:: WHAT YOU ARE ASKED TO DO ::
Wherever the string "hedge" shows up in the records below, return that line.

Referring expression pointing data:
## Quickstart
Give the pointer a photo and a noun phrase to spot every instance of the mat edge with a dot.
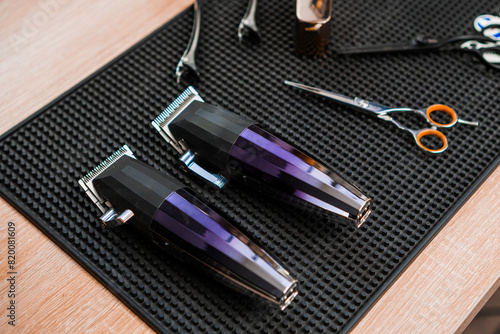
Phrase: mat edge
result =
(412, 256)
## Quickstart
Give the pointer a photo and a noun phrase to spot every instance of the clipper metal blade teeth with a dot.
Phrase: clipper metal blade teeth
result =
(163, 120)
(86, 181)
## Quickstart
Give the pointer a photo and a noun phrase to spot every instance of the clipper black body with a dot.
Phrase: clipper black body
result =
(219, 145)
(164, 210)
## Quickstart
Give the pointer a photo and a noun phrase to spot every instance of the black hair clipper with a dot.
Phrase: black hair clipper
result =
(219, 145)
(164, 210)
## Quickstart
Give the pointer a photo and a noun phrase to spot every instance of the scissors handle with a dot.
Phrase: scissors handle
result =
(418, 135)
(445, 109)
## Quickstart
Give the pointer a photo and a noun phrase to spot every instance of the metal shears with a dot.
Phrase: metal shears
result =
(483, 47)
(384, 112)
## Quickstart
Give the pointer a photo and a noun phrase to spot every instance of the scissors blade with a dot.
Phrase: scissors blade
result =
(334, 96)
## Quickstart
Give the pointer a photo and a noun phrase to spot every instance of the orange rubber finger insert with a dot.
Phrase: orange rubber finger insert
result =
(435, 133)
(446, 109)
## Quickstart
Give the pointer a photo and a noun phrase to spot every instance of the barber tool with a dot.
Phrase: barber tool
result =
(187, 64)
(128, 191)
(488, 25)
(384, 112)
(483, 47)
(219, 145)
(247, 30)
(312, 29)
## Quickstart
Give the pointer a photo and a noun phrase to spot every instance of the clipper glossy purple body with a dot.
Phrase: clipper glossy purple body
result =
(165, 211)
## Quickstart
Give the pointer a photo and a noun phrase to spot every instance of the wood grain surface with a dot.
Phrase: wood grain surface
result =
(48, 46)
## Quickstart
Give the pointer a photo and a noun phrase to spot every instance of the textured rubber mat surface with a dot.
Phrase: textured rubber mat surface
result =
(341, 270)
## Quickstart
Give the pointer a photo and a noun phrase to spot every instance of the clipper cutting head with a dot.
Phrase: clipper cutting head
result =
(163, 120)
(86, 181)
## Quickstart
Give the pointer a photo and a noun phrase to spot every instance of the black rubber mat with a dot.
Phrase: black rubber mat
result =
(342, 271)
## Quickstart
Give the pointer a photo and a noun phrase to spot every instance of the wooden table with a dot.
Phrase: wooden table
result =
(48, 46)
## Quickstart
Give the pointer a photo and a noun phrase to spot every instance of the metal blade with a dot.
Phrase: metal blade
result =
(334, 96)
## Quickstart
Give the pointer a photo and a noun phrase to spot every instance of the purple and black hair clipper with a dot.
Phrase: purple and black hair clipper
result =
(219, 145)
(164, 210)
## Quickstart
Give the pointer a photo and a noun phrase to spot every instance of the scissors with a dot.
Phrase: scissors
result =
(482, 46)
(384, 112)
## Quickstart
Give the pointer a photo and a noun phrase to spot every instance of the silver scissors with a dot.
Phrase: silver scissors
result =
(383, 112)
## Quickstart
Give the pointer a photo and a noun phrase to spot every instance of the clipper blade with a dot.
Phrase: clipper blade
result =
(86, 182)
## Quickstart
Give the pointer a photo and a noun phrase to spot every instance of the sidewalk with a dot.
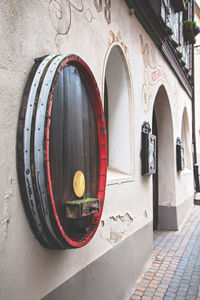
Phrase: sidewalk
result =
(175, 271)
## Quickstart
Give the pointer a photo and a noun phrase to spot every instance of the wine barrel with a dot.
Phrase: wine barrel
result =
(62, 152)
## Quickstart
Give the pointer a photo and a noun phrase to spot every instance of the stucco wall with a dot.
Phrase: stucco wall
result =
(30, 30)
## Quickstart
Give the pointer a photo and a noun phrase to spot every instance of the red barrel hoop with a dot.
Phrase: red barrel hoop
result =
(61, 133)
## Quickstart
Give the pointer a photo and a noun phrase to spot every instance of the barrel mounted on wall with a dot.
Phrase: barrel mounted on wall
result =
(62, 152)
(179, 155)
(148, 152)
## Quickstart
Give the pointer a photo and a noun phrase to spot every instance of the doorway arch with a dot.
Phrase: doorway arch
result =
(164, 192)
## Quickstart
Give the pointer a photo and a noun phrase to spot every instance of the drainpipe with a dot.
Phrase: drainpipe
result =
(195, 165)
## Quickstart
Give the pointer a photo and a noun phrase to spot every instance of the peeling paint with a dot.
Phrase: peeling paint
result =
(145, 213)
(5, 212)
(114, 227)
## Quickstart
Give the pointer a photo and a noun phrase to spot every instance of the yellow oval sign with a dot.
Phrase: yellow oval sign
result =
(79, 184)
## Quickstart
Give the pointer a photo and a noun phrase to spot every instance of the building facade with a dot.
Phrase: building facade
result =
(142, 65)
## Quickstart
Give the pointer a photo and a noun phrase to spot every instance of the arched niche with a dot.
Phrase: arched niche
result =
(165, 181)
(118, 114)
(186, 140)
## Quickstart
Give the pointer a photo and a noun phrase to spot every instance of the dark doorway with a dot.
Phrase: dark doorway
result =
(155, 176)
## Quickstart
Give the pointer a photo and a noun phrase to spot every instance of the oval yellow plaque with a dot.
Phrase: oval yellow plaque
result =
(79, 184)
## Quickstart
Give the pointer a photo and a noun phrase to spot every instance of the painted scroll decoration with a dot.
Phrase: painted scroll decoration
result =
(153, 73)
(60, 13)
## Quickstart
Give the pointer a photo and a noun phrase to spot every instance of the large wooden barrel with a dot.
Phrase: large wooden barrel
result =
(62, 152)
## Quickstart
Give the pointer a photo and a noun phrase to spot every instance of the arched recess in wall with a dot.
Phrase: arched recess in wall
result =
(164, 181)
(118, 114)
(185, 139)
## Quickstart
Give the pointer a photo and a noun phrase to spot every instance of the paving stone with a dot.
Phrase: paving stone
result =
(175, 272)
(135, 297)
(138, 293)
(146, 298)
(140, 288)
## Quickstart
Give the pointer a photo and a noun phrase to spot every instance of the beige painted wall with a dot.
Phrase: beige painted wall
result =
(29, 30)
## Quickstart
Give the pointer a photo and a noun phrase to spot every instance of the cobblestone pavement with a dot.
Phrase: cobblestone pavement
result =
(175, 271)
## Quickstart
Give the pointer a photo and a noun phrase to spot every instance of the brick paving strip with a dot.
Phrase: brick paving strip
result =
(175, 271)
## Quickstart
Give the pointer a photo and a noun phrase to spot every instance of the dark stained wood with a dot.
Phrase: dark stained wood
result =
(73, 143)
(63, 97)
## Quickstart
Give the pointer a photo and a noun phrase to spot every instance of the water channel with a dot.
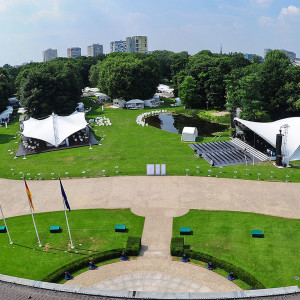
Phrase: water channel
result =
(175, 123)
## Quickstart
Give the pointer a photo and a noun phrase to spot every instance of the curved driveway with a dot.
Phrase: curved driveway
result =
(186, 192)
(159, 199)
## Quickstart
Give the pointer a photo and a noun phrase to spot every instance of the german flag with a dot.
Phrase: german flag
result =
(28, 194)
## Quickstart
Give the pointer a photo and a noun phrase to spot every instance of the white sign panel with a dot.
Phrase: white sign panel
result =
(157, 169)
(163, 169)
(150, 169)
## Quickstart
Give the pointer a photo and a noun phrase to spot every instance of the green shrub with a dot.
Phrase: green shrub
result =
(81, 263)
(177, 246)
(133, 246)
(228, 267)
(177, 249)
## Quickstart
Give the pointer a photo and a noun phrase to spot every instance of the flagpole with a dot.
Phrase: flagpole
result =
(40, 245)
(72, 246)
(10, 241)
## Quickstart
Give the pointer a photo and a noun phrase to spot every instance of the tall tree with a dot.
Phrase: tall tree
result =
(188, 92)
(4, 90)
(129, 76)
(51, 87)
(273, 77)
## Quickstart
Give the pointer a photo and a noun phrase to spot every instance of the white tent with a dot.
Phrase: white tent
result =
(135, 104)
(268, 132)
(6, 113)
(54, 129)
(189, 134)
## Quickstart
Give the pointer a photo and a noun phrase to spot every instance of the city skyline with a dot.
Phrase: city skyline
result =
(248, 26)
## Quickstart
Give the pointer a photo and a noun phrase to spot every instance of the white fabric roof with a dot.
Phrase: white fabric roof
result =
(54, 129)
(6, 113)
(189, 130)
(135, 101)
(164, 88)
(269, 130)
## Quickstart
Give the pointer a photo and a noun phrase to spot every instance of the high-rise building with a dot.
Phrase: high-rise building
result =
(94, 50)
(74, 52)
(49, 54)
(137, 44)
(118, 46)
(290, 54)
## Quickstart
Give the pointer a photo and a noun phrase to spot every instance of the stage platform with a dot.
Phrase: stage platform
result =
(227, 153)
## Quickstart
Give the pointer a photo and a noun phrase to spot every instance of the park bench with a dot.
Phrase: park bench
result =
(120, 228)
(257, 233)
(185, 230)
(55, 229)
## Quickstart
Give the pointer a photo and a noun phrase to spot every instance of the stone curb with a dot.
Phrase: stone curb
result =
(156, 295)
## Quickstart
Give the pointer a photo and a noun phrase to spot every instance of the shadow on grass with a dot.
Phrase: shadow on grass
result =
(6, 138)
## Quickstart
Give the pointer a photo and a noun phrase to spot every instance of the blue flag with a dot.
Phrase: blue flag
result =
(64, 196)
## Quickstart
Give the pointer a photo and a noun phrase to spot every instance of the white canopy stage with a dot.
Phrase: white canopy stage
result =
(189, 134)
(54, 129)
(290, 130)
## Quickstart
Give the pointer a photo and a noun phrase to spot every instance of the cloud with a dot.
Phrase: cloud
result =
(290, 11)
(262, 3)
(266, 21)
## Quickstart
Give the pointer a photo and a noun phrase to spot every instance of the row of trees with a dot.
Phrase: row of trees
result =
(202, 80)
(231, 81)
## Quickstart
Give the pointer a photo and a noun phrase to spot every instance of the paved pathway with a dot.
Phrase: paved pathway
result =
(279, 199)
(159, 199)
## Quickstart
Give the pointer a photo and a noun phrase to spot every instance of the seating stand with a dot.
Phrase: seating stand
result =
(120, 228)
(185, 230)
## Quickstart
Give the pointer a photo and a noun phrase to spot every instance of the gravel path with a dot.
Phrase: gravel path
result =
(159, 199)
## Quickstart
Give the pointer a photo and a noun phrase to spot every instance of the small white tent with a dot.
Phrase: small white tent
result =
(135, 104)
(189, 134)
(119, 103)
(54, 129)
(268, 132)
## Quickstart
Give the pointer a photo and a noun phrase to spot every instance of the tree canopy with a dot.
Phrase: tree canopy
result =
(50, 87)
(129, 76)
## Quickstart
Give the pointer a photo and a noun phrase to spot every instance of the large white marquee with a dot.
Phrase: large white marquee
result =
(269, 130)
(54, 129)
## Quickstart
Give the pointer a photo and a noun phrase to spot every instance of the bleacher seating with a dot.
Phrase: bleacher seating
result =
(226, 153)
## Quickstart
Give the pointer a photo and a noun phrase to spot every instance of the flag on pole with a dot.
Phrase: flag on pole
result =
(64, 195)
(29, 194)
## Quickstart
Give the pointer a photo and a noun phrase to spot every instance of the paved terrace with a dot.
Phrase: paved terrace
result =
(159, 199)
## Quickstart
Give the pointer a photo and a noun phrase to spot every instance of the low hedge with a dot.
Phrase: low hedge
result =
(177, 249)
(177, 246)
(228, 267)
(81, 263)
(133, 246)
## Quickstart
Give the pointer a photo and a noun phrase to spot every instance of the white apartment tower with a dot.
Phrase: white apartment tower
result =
(49, 54)
(118, 46)
(137, 44)
(94, 50)
(74, 52)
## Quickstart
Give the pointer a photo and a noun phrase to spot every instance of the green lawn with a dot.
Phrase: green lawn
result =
(128, 146)
(274, 260)
(92, 231)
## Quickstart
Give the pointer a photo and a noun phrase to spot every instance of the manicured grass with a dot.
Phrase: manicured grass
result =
(128, 146)
(274, 260)
(92, 231)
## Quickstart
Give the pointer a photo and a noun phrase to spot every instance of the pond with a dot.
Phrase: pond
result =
(175, 123)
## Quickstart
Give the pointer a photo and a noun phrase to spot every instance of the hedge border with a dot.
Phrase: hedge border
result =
(178, 249)
(133, 247)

:: FINAL ANSWER ::
Give the pointer a photo and a noun phrase to spot every instance of the low hedge with a dot.
Phrase: low hedge
Give the pointer a photo and a noun phrase to spot every instance of the hedge border with a dot.
Phrase: hedge border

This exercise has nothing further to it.